[Challenge] Can you copy the lines from the one that contains "Mark one point per instance of the utility" through the end of the material below, exactly and with nothing else?

━━━━━━━━

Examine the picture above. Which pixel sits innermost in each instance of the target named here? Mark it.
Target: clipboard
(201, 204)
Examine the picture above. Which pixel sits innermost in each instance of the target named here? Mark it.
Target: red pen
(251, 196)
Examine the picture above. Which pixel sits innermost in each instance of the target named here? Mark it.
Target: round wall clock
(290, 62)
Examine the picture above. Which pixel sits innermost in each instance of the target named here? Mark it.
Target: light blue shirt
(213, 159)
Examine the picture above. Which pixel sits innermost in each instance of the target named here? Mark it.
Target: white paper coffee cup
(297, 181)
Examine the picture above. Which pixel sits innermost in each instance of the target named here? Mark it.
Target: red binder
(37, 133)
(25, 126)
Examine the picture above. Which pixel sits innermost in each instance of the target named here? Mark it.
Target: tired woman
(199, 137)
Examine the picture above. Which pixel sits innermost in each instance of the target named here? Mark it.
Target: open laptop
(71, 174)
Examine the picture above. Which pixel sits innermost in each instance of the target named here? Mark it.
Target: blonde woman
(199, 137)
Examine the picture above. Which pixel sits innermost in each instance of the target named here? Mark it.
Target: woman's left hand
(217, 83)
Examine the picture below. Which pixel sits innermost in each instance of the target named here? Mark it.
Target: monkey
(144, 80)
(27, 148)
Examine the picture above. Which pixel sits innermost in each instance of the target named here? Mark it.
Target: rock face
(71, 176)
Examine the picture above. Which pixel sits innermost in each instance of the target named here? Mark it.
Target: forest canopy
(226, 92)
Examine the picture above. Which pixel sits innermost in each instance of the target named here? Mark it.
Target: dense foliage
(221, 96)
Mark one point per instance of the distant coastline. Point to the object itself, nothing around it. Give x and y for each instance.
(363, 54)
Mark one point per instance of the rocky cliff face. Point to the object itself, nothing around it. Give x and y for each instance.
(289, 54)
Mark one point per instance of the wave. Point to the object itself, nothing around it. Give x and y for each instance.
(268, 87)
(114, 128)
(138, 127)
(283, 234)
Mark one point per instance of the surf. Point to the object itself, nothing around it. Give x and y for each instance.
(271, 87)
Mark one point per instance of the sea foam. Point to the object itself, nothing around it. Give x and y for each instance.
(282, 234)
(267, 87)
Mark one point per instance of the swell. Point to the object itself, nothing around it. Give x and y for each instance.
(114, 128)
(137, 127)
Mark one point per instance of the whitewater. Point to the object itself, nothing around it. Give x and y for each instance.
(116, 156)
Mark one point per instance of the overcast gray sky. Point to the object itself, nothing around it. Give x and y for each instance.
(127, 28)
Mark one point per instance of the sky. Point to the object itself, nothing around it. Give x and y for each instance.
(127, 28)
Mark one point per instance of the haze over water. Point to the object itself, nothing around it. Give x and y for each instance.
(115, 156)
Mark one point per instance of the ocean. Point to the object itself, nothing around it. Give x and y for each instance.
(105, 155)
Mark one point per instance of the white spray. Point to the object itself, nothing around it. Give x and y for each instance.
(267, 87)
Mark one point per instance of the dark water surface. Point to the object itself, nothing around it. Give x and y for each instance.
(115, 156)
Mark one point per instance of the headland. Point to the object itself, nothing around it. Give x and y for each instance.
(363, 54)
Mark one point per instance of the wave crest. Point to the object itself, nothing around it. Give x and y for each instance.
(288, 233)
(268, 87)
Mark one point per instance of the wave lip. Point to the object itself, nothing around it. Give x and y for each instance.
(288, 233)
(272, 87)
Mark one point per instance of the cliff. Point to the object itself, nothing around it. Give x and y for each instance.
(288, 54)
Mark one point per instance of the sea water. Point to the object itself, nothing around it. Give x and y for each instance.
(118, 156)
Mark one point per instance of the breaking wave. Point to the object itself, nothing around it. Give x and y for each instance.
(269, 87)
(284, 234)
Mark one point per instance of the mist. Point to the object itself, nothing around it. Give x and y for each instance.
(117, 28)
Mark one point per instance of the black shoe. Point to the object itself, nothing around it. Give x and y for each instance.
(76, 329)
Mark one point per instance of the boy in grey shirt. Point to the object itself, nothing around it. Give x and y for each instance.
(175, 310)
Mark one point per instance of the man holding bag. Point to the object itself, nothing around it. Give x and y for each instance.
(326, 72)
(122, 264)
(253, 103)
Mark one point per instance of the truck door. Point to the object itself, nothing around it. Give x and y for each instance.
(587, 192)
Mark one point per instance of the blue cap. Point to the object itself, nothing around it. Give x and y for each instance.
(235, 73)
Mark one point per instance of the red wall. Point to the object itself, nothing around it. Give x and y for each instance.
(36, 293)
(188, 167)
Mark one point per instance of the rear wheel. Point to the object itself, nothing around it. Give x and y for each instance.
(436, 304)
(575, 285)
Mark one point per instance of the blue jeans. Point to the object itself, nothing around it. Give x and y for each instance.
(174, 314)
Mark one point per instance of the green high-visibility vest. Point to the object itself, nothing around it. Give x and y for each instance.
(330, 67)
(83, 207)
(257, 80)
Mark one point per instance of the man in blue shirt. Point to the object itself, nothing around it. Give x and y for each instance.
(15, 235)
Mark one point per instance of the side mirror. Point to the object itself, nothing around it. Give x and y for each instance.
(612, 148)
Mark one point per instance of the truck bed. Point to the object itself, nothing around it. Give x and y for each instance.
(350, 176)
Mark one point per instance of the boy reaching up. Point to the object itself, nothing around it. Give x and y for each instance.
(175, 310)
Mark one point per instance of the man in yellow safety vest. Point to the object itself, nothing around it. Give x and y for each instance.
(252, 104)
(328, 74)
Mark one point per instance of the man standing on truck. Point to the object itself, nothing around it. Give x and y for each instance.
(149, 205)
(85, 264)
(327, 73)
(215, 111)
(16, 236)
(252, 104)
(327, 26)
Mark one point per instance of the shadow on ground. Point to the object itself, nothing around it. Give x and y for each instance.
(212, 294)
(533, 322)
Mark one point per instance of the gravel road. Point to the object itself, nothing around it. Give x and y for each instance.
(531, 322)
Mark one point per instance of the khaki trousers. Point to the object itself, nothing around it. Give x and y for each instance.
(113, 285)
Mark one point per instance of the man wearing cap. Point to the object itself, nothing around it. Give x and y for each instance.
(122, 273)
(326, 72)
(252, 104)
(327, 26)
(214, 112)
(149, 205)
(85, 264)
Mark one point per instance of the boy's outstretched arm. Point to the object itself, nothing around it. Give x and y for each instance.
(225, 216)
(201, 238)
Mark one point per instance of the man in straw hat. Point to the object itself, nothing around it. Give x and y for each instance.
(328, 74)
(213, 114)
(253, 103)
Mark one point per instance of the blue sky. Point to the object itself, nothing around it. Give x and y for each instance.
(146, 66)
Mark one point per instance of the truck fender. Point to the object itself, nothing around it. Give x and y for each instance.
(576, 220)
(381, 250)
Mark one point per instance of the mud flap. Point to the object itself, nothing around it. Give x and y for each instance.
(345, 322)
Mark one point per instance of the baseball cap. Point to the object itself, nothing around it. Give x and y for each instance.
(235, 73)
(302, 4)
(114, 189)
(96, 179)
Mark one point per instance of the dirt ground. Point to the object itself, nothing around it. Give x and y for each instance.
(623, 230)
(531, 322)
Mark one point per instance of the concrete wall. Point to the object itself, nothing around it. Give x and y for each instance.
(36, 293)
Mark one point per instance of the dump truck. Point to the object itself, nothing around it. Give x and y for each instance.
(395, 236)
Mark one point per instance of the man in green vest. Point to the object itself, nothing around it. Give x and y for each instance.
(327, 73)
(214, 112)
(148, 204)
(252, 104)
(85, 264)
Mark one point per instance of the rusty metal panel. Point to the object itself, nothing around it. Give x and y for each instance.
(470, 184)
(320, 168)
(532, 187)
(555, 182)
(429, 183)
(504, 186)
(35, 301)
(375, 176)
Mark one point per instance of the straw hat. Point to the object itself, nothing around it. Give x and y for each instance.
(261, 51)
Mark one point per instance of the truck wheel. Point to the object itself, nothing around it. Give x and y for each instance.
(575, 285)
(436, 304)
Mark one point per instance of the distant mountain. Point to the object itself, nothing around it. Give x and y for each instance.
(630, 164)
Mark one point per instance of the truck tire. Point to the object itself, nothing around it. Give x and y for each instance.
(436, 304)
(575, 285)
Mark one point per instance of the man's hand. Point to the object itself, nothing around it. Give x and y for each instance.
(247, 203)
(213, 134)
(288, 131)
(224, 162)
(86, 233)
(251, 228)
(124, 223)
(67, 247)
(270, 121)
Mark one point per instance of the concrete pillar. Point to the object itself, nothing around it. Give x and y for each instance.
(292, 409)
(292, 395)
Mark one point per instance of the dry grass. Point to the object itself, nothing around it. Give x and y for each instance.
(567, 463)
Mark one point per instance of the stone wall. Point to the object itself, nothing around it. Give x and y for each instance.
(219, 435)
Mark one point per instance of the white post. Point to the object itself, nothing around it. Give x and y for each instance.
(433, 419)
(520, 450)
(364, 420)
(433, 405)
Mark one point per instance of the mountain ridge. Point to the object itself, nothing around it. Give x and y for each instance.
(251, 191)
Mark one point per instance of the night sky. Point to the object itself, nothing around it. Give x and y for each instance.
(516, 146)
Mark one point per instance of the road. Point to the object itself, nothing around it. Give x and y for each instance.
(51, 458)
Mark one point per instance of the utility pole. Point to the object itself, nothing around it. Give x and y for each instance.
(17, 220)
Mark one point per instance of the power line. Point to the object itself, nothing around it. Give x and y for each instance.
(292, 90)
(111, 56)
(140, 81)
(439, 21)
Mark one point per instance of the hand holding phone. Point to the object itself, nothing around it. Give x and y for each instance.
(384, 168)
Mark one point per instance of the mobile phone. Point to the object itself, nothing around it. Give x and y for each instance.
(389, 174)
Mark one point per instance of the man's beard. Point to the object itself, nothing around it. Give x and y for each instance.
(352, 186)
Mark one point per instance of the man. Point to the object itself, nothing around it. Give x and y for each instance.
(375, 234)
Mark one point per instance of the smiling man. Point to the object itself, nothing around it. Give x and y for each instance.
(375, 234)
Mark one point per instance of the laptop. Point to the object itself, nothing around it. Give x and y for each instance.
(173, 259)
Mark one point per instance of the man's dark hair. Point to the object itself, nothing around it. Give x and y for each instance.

━━━━━━━━

[Exercise result]
Mark one point per instance of the utility pole. Point to the object itself, nothing around it. Give x and y for each instance.
(17, 220)
Mark one point per instance of the power line. Point to the object itself, nothing around it. Give x and y for each instance.
(292, 90)
(111, 56)
(140, 81)
(439, 21)
Mark one point per instance of the hand holding phone. Point to the object itself, nothing around it. Give x and y for each instance.
(384, 168)
Mark one point per instance of the mobile phone. Point to the object itself, nothing around it. Give x and y for each instance.
(389, 174)
Mark one point per instance of the man's beard. Point to the object itself, nothing around it. Give x and y for each instance.
(352, 186)
Mark one point per instance of the man. Point to the object itself, nothing around it. Give x and y for each instance.
(375, 234)
Mark one point per instance of the smiling man. Point to the object itself, nothing around it. Give x and y for each instance.
(375, 234)
Mark one point per instance of the laptop. Point to the object itself, nothing around it. Give x and y for each instance.
(173, 259)
Mark one point per instance of the man's dark hair. Point to the object itself, nothing around it. Give x and y for each instance.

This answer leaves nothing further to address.